▸ Given instruction
Extract all records. Keep each one exact.

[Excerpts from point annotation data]
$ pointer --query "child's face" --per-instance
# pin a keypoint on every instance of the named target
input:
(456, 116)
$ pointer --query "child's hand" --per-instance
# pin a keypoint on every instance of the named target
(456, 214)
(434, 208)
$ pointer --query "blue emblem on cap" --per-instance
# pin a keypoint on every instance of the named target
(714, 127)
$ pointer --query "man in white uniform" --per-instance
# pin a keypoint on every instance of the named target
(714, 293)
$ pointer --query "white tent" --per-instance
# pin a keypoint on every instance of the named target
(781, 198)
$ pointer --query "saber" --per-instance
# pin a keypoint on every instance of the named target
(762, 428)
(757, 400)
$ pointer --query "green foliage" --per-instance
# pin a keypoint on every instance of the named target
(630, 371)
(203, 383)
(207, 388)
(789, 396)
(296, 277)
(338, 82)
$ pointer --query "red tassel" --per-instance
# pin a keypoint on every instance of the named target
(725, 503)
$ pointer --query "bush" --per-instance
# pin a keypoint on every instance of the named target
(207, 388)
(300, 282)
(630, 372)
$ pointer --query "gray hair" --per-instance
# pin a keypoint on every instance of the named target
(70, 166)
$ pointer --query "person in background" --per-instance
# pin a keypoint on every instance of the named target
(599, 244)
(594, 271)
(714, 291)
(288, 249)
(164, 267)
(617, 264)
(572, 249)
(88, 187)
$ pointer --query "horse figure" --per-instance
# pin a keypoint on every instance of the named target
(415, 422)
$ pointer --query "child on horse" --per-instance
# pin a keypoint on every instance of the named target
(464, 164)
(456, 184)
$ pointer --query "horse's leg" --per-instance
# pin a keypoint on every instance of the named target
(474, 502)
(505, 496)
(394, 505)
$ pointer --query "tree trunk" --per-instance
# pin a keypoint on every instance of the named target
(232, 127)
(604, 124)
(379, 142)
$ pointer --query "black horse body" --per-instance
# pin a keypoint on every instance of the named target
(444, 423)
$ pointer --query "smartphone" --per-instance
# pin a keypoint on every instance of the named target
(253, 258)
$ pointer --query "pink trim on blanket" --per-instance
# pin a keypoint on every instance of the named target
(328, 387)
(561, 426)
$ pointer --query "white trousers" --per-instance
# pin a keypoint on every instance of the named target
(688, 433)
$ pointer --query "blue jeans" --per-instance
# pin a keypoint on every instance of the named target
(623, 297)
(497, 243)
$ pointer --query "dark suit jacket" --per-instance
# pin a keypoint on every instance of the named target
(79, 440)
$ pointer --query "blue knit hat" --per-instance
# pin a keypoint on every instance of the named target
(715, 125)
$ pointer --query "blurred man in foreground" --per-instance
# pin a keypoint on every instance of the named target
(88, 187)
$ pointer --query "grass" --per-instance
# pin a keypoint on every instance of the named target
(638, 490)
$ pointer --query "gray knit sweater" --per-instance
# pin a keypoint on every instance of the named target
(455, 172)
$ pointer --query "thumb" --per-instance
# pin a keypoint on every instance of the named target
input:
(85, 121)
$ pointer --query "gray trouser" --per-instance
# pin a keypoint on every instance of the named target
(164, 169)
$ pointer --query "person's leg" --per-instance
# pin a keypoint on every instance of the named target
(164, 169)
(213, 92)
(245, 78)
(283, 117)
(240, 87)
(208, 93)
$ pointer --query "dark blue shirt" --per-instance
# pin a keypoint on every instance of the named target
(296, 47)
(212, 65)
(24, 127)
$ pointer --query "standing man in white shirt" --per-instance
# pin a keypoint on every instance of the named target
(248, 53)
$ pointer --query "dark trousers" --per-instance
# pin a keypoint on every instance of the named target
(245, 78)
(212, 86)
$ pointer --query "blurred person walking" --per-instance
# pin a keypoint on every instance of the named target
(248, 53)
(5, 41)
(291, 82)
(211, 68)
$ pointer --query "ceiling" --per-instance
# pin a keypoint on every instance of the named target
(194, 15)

▸ Correct response
$ pointer --query "child's face" --per-instance
# pin a keypoint on every instance of the named target
input:
(456, 116)
$ pointer --query "child's hand" --per-instance
# pin a keypoint on every instance of the named target
(456, 214)
(434, 208)
$ pointer --query "blue emblem on cap" --per-instance
# pin a keypoint on every instance of the named target
(714, 127)
$ pointer --query "man in white uniform" --per-instance
# pin a keypoint on every instance of the named target
(714, 293)
$ pointer --query "white tent" --per-instance
# pin a keypoint on every instance of the named target
(781, 198)
$ pointer --query "saber" --per-instance
# pin a keypoint on every instance of the named target
(762, 428)
(757, 400)
$ pointer --query "green foliage" --per-instance
# pin a keypoint on every instance of the named target
(630, 371)
(203, 383)
(207, 388)
(789, 396)
(296, 277)
(338, 82)
$ pointer --query "red tassel" --per-instance
# pin a keypoint on every instance of the named target
(725, 503)
$ pointer --query "bush" --per-instance
# pin a keypoint on every instance of the named target
(207, 388)
(300, 282)
(630, 372)
$ pointer --query "gray hair" --per-instance
# pin a keypoint on every instance of the named target
(70, 166)
$ pointer --query "person in background" --per-instance
# pin a keypoint on every instance of the named target
(599, 244)
(594, 271)
(714, 291)
(288, 249)
(164, 267)
(617, 264)
(572, 249)
(88, 187)
$ pointer --query "horse figure" --per-instance
# pin a keypoint on every instance of the named target
(415, 422)
$ pointer --query "child on horse" --per-instance
# pin a keypoint on every instance of the named target
(464, 164)
(456, 184)
$ pointer --query "horse's leg" --per-instance
# pin a keypoint on every instance of the named target
(474, 502)
(505, 496)
(394, 505)
$ pointer --query "tree trunk" --per-instance
# pin a keypoint on every instance of the named target
(232, 127)
(604, 124)
(379, 142)
$ pointer --query "black horse body" --per-instance
# pin a keypoint on every instance of the named target
(444, 423)
$ pointer --query "smartphone" --per-instance
# pin a keypoint on every instance of the named target
(253, 258)
$ pointer --query "pink trim on blanket" --per-instance
# pin a keypoint on every instance of the named target
(328, 387)
(561, 426)
$ pointer --query "white trousers" --per-instance
# pin a keypoint on every instance of the named target
(688, 433)
$ pointer --query "blue jeans" --per-instance
# pin a keypoint on every instance of the named target
(623, 297)
(497, 243)
$ pointer --query "dark suit jacket" --per-instance
# pin a keypoint on every instance of the named target
(79, 440)
$ pointer --query "blue knit hat" --per-instance
# pin a keypoint on every instance of the named target
(715, 125)
$ pointer --query "blurred man in foreground" --per-instance
# pin a keypoint on every instance of the named target
(88, 187)
$ pointer --query "grass" --per-instance
# pin a keypoint on every instance of the named target
(638, 490)
$ pointer --query "gray knit sweater" --per-instance
# pin a keypoint on every instance of the named target
(455, 172)
$ pointer --query "thumb" --per-instance
# pin a keypoint on every instance of the named target
input:
(85, 121)
$ pointer --query "gray trouser" --per-instance
# pin a keypoint on every instance of the named target
(164, 169)
$ pointer --query "person's leg" --per-instance
# pin a keypoint on every instance of the named target
(164, 169)
(213, 92)
(245, 78)
(283, 117)
(240, 87)
(208, 93)
$ pointer --query "dark blue shirt" --per-instance
# pin a keypoint on every instance of the named target
(296, 47)
(212, 65)
(24, 127)
$ pointer --query "standing man in white shirt" --per-instance
# pin a keypoint on every instance of the named target
(248, 53)
$ pointer --query "dark trousers" --per-instance
# pin a keypoint on every instance of the named target
(245, 78)
(212, 86)
$ pointer --query "blurred person walking" --per-instance
# pin a keypoint on every instance of the named target
(248, 53)
(5, 41)
(291, 82)
(211, 68)
$ pointer --query "ceiling" --per-instance
# pin a keypoint on every instance of the named target
(194, 15)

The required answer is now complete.